▸ **What you should do**:
Every line below is to be quoted exactly, with nothing added or dropped.

[Bounding box annotation entries]
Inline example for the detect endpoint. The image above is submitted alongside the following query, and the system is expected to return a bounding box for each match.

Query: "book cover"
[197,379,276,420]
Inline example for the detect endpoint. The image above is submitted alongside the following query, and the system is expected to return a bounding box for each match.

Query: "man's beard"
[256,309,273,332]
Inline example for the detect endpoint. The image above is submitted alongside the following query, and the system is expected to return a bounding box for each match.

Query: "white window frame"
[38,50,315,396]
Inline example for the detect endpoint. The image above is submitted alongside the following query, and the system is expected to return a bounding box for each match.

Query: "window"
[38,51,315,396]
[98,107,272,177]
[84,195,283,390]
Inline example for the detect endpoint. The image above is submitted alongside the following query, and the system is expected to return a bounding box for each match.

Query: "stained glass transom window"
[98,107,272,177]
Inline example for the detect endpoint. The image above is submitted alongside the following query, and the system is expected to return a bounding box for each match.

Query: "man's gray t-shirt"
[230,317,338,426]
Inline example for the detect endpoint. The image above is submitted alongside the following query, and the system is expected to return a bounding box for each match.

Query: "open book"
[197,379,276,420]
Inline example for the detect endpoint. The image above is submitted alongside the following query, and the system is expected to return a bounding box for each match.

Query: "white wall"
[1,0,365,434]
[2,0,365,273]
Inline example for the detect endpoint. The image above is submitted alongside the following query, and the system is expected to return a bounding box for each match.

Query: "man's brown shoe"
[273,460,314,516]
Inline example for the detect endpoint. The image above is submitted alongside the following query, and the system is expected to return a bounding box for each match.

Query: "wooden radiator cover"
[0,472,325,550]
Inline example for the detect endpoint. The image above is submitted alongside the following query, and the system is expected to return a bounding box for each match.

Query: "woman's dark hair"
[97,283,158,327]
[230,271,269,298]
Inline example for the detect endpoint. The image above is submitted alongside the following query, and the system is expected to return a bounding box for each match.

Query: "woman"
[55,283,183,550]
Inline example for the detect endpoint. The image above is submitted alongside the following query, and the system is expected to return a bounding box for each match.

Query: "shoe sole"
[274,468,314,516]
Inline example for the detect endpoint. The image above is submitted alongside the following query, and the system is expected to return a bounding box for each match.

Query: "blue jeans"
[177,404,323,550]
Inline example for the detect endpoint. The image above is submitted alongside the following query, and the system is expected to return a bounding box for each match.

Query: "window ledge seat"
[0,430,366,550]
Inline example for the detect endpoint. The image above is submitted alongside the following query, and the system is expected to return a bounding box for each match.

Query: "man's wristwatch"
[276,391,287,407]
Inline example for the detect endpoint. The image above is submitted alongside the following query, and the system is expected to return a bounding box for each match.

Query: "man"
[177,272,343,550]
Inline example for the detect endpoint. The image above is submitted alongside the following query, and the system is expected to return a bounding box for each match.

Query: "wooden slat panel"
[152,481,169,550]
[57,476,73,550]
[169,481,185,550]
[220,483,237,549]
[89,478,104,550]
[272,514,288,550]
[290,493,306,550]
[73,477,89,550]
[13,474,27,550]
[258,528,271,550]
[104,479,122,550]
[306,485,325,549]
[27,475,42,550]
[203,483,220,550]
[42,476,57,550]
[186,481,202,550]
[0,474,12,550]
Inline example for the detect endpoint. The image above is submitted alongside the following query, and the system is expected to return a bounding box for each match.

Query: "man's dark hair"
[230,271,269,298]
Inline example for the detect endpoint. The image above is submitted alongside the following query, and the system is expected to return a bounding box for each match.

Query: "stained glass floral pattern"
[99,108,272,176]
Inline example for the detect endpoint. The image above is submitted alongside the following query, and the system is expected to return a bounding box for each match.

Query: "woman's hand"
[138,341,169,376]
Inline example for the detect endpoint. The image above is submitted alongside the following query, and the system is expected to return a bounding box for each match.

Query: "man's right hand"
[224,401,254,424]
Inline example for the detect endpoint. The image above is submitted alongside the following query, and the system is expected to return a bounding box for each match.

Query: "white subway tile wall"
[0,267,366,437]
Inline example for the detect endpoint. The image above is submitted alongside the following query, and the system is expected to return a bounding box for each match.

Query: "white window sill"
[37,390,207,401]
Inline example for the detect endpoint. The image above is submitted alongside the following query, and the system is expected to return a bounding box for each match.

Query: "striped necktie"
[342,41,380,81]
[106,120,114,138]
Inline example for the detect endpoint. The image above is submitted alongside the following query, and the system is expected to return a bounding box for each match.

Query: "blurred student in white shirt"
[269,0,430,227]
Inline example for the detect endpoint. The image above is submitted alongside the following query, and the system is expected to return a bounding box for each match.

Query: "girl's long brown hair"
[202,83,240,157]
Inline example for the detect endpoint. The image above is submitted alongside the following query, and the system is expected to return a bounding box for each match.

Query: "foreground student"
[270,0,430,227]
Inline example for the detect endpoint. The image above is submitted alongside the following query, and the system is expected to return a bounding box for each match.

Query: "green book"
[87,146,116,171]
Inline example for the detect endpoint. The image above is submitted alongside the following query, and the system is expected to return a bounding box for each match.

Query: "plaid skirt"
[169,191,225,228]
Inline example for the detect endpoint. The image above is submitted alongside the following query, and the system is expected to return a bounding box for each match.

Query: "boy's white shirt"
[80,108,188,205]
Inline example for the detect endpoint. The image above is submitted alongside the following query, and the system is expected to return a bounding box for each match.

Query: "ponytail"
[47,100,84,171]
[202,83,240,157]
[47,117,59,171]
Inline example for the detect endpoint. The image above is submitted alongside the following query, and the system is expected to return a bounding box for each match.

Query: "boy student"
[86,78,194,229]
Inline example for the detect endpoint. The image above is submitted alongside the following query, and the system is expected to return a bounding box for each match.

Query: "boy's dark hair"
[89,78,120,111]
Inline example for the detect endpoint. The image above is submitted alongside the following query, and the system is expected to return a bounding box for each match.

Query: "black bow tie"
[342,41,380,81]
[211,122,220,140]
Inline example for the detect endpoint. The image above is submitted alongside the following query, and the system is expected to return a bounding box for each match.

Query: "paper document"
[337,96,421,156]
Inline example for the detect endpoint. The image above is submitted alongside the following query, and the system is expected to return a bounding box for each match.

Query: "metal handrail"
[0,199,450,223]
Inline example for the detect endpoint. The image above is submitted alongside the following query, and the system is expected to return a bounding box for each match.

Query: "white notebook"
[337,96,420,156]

▸ **Solution for this task**:
Inline example for the detect endpoint. The image above is submitted alongside the following query, and the system is expected to return a bounding box for each match.

Query: "book cover"
[197,379,276,420]
Inline example for the detect endpoint. The image above is submitted alongside the following query, and the system is expected to return a bounding box for each match.

Query: "man's beard"
[256,309,273,332]
Inline example for the detect endpoint. The image above is submitted alongside the following query, and the system is expected to return a bounding box for each match.

Query: "white window frame"
[38,50,315,396]
Inline example for the detect endpoint. The image above is submitted alongside the following query, and the system is expected to return a bounding box for each match.

Query: "window"
[38,51,315,396]
[98,107,272,177]
[84,195,283,390]
Inline example for the detect endpoint. The image above is submitted alongside the following query, and the system is expected to return a bounding box for each match.

Query: "stained glass transom window"
[98,107,272,177]
Inline example for the detect endpoint. The image above is submitted alongside the following query, and the system is expected to return a bounding box for each match.

Query: "man's gray t-shirt"
[230,317,338,426]
Inline example for the detect endpoint. The image above is submitted alongside the following query, and the system is expected to return a bounding box for each match.

Query: "open book"
[197,379,276,420]
Inline example for the detect endpoint. The image above is submitted alongside the following query, and the system is expected to return a bounding box for each match.

Query: "white wall"
[1,0,365,434]
[2,0,365,273]
Inline example for the detect endpoint. The image above is submitted alongside the following query, and the system is expected to return a bounding box for each match.

Query: "man's brown shoe"
[273,460,314,516]
Inline example for the detect endpoint. The image above is submitted alongside the following query, and the system is expected to return a bounding box for each match.

Query: "wooden radiator cover"
[0,472,325,550]
Inline example for the detect endpoint. The image above is submitted alongside the following query, and the system is expected to return a bounding box for each match.

Query: "woman's dark hair"
[97,283,158,327]
[230,271,269,298]
Inline example for the detect endpoint. The image above is submitted alongside the following query, and the system is expected to return a bounding box for each match.

Query: "woman"
[55,283,183,550]
Inline example for the detect endpoint. The image above is submitted alongside the following query, and the system is expected to return a bounding box for each match.

Query: "shoe sole"
[274,468,314,516]
Inline example for the detect endpoint. The image above is submitted alongside the following query, and the system is expected to return a bounding box for each match.

Query: "blue jeans"
[177,404,323,550]
Inline example for the detect endpoint. The image above is submitted alongside the following query, and the system is expected to return a bounding box for each match.

Query: "window ledge seat"
[0,430,366,550]
Inline example for the detect endpoint. The image above is submitted alongside the following query, and the system is expected to return a bounding box for each match.

Query: "man's wristwatch"
[276,391,287,407]
Inline example for the detect endpoint. The image above is submitted alongside the following query, and the system is expected to return a bounding box for each match.

Query: "man"
[177,272,343,550]
Inline example for the detect endpoint. The image above is submitted alongside the following query, and the system is expected to return a bounding box for each match.

Query: "wooden slat panel"
[152,481,169,550]
[57,476,73,550]
[169,481,185,550]
[220,483,237,549]
[89,478,104,550]
[272,514,288,550]
[290,493,306,550]
[73,477,89,550]
[13,474,27,550]
[258,528,271,550]
[104,479,122,550]
[306,485,325,549]
[27,475,42,550]
[203,483,220,550]
[42,476,57,550]
[186,481,202,550]
[0,474,12,550]
Inline example for the detect endpoint. The image above is submitted alongside the following query, and the system is expected to return a bounding box for each match.

Query: "man's dark hair"
[230,271,269,298]
Inline example for the detect endpoint. The image above is submitted alongside the following query, and the system is expected to return a bounding box for each match.

Query: "stained glass floral pattern"
[99,108,272,176]
Inline example for the detect endpoint. The image above is submitted alongside the following query, and the system is expected to return a bounding box for each match.

Query: "woman's hand"
[138,341,169,376]
Inline example for the detect endpoint. The image above is submitted alongside the following query, and the system is expected to return a bounding box for each match.

Query: "man's right hand"
[224,401,254,424]
Inline example for the detect endpoint. The image above is submitted alongside the following query, and the system is expected to return a bounding box for each match.

Query: "white subway tile wall"
[0,267,366,437]
Inline example for the detect endpoint. The image above is submitted alongside the following query, and the system is expected to return a bounding box for each match.

Query: "white window sill"
[37,390,207,401]
Inline example for the detect endpoint. The image above is submitted alongside the following query, and the system is expected to return a bounding box for each match.

Query: "striped necktie"
[342,41,380,81]
[106,120,114,138]
Inline example for the detect endpoint. The image above is submitted alongside the following query, and the system is expected to return a bounding box for each match.

Query: "blurred student in white shirt"
[269,0,430,227]
Inline example for the detect endpoint. The image above is submitted alongside the following query, and the system is expected to return a bounding box for each match.

Query: "girl's long brown hair"
[202,83,240,157]
Inline example for the detect endpoint. The image above is submitted alongside the following query, and the system is expected to return a bounding box for each match.

Query: "foreground student"
[270,0,430,227]
Inline example for the detect endpoint. The image above is submitted alongside the following query, and the system is expected to return a bounding box for each match.

Query: "green book"
[87,146,116,171]
Inline example for the detect endpoint. The image above is submitted alongside the following query, and the system is expected to return a bounding box for each match.

Query: "plaid skirt"
[169,191,225,228]
Inline example for the detect endpoint. The image above is submitted alongside the following query, and the system is expected to return a bounding box for each match.

Query: "boy's white shirt"
[80,108,188,205]
Inline example for the detect endpoint. The image above is submitted alongside the following query, and the system is expected to return a bounding box for each match.

Query: "ponytail"
[47,100,84,171]
[202,83,240,157]
[47,117,59,171]
Inline example for the detect endpoint. The image above is submitted alongside the following query, and the system is expected to return a bounding box for each match.

Query: "boy student"
[86,78,194,229]
Inline example for the detect endpoint. The image above is submitted alongside the following query, and the system is expected to return a bounding box for each match.

Query: "boy's dark hair"
[89,78,120,111]
Inline example for the detect endpoint. The image above is submitted alongside the following query, and the system is expected to return a bounding box for each match.

Query: "black bow tie"
[342,41,380,81]
[211,122,220,140]
Inline example for the detect endpoint. The image above is submitted alongside the following query, and the system is expected to return a bounding box for each match.

Query: "paper document"
[337,96,421,156]
Inline example for the detect endpoint. The image above is submitted alongside the following query, and the system is expected to return a bounding box for each match.

Query: "metal handrail"
[0,199,450,223]
Inline example for the detect endpoint. The image above is submitted alongside the following query, and the system is expected to return a bounding box for each match.

Query: "white notebook"
[337,96,420,156]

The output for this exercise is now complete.